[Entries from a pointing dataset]
══════════════════════════════

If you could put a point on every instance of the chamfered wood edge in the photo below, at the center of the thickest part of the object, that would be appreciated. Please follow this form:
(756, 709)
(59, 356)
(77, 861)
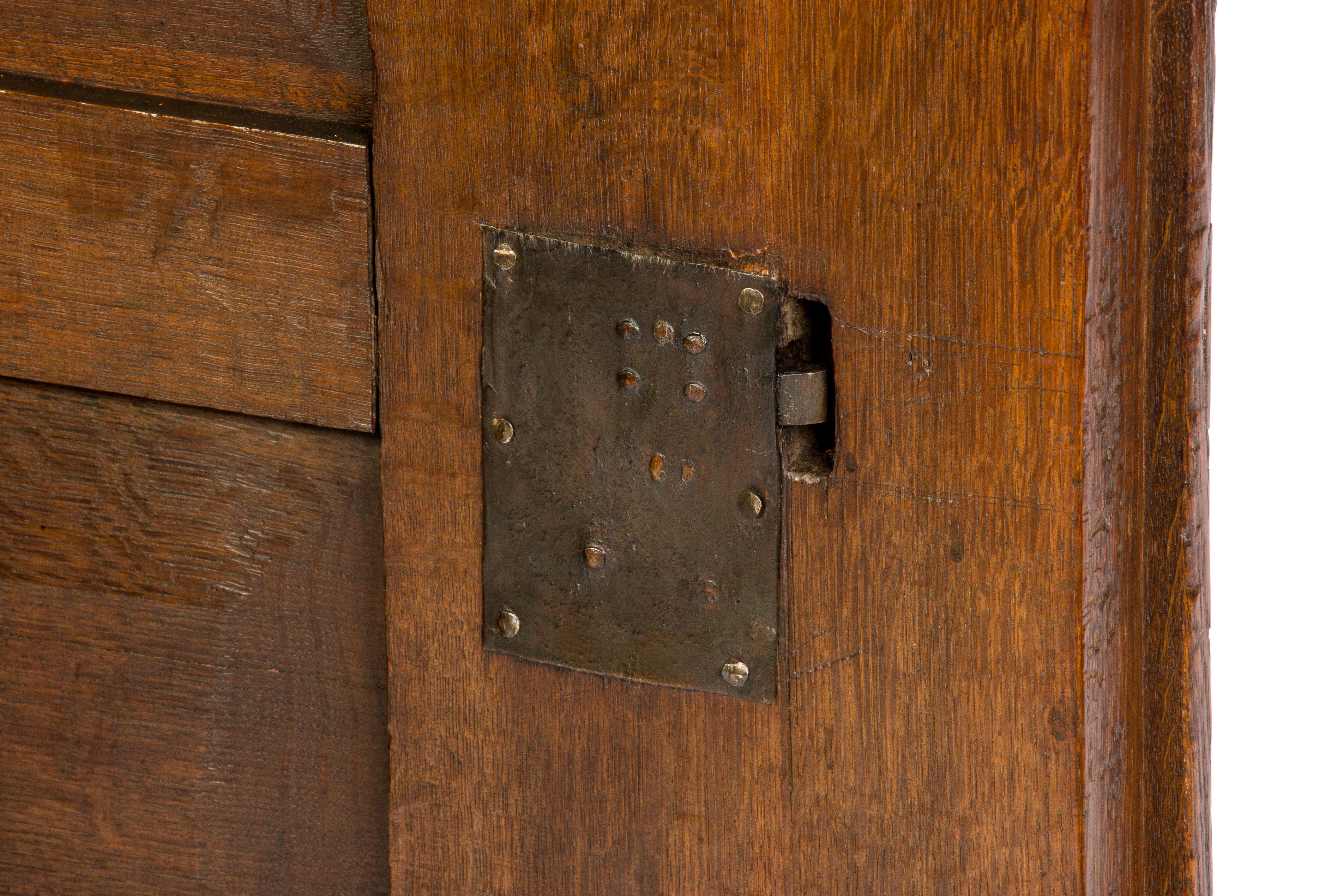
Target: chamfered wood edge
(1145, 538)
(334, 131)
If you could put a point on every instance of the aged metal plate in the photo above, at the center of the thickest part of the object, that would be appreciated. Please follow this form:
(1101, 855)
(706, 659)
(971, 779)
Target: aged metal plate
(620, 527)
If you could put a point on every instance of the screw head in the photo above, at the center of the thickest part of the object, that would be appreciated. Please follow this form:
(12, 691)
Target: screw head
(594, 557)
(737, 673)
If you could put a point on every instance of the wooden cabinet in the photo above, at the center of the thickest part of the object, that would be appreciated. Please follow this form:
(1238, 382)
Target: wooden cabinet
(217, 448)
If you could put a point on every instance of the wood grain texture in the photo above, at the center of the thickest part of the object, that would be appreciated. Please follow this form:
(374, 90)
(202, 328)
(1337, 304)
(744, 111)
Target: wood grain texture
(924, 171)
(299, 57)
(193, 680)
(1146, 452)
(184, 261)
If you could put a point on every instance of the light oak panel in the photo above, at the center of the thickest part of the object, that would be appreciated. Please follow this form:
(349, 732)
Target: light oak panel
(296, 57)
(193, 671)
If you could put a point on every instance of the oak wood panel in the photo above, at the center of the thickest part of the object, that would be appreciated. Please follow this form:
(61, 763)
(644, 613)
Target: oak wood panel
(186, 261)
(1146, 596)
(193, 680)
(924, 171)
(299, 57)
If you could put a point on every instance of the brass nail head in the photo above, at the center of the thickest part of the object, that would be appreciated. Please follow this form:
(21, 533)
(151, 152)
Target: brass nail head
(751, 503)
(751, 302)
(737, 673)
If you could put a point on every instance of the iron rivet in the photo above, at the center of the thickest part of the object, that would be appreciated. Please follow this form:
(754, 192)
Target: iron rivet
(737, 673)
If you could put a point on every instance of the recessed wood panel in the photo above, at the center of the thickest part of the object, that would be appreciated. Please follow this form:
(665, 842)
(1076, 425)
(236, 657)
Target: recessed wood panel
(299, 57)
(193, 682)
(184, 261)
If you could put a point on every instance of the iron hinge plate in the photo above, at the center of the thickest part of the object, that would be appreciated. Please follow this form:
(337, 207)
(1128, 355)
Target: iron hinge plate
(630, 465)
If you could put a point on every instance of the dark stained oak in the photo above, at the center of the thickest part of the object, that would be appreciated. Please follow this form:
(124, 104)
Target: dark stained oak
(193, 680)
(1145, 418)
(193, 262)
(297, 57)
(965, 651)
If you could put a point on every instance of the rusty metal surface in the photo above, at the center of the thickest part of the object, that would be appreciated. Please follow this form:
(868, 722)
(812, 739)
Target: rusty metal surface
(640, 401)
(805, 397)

══════════════════════════════

WHAT YOU NEED TO DO
Will you set down the records word for word while leaving out every picture?

SOLUTION FOR THIS EXERCISE
If you could put a point on every instance of the chamfered wood edge in the photo below, at the center of the thickest part of the object, that would be appreciated. Please follow this form:
(756, 709)
(59, 356)
(77, 861)
Target: chamfered wood edge
(1145, 538)
(334, 131)
If you could put a point on every instance of the aged metal plate in the photo above, at the center of the thickest part of the object, that would be appreciated. Please follow this form:
(1101, 855)
(706, 659)
(971, 779)
Target: aged metal plate
(620, 527)
If you could put a point on every instance of the screw head in the photo above, at the center of the thickest part of the object, that would be appreciated. Please follow this form:
(12, 691)
Target: screw head
(594, 557)
(737, 673)
If you could put a point on every instance of the wooden cabinet in the photo above, at the center of the thickest part of the object, that would be appreciated. Please follow this form:
(1238, 382)
Target: wooden cabinet
(217, 448)
If you could put a point on every instance of the wood grain texture in the photo above, at the center of the thickest part of the object, that would be appreciated. Please follow this form:
(374, 90)
(202, 328)
(1337, 304)
(744, 111)
Target: wood grain texture
(924, 171)
(299, 57)
(193, 680)
(1146, 452)
(184, 261)
If you could put a point on every instance of the light oak panel in the photo above, at the center of the thickest part of the object, that would be appreciated. Please follow this form:
(349, 732)
Target: light oak panel
(296, 57)
(193, 671)
If you could put a point on every instance of the oak wood panel in the photo above, at the center of the thickest part of the object, that would be appreciated. Please follow this form:
(61, 763)
(644, 613)
Target: oak wood panel
(186, 261)
(1146, 596)
(193, 680)
(924, 171)
(299, 57)
If you could put a point on every instance of the brass nail head in the photo above, at the center of the thickest part of the object, that would be appreciated. Please follow this form:
(21, 533)
(151, 152)
Target: brass nail head
(751, 503)
(751, 302)
(737, 673)
If you could put a point on every instance of the iron rivet in the photo above, at the center of the thickest part of the object, that would be appreciated. Please follow this form:
(754, 192)
Target: iron rivet
(737, 673)
If you could put a point on every instance of the recessed wood panel in the photo above, at the center of the thickest part of the object, that would be appreciated. Please follow this form:
(665, 842)
(1076, 425)
(236, 657)
Target: recessed wood panel
(299, 57)
(193, 682)
(184, 261)
If you could put a point on every instance of the iron hinge plate in the photo above, at the center of the thickest part of the object, that would be appreciated. Please follow this form:
(337, 207)
(1128, 355)
Target: iron hinge plate
(630, 465)
If you could put a point on every instance of the dark stained oak in the photo above, at the center of the thickest part of the object, that would be appreciated. Please follow this form:
(124, 104)
Target: dark stained oak
(193, 680)
(1145, 418)
(193, 262)
(297, 57)
(965, 651)
If you could put a point on every instance of the rusty metal surface in the photo above, at the center of the thickest part of the object, that would be appreciated. Please follow this form:
(868, 722)
(812, 739)
Target: rusty metal surface
(640, 401)
(805, 397)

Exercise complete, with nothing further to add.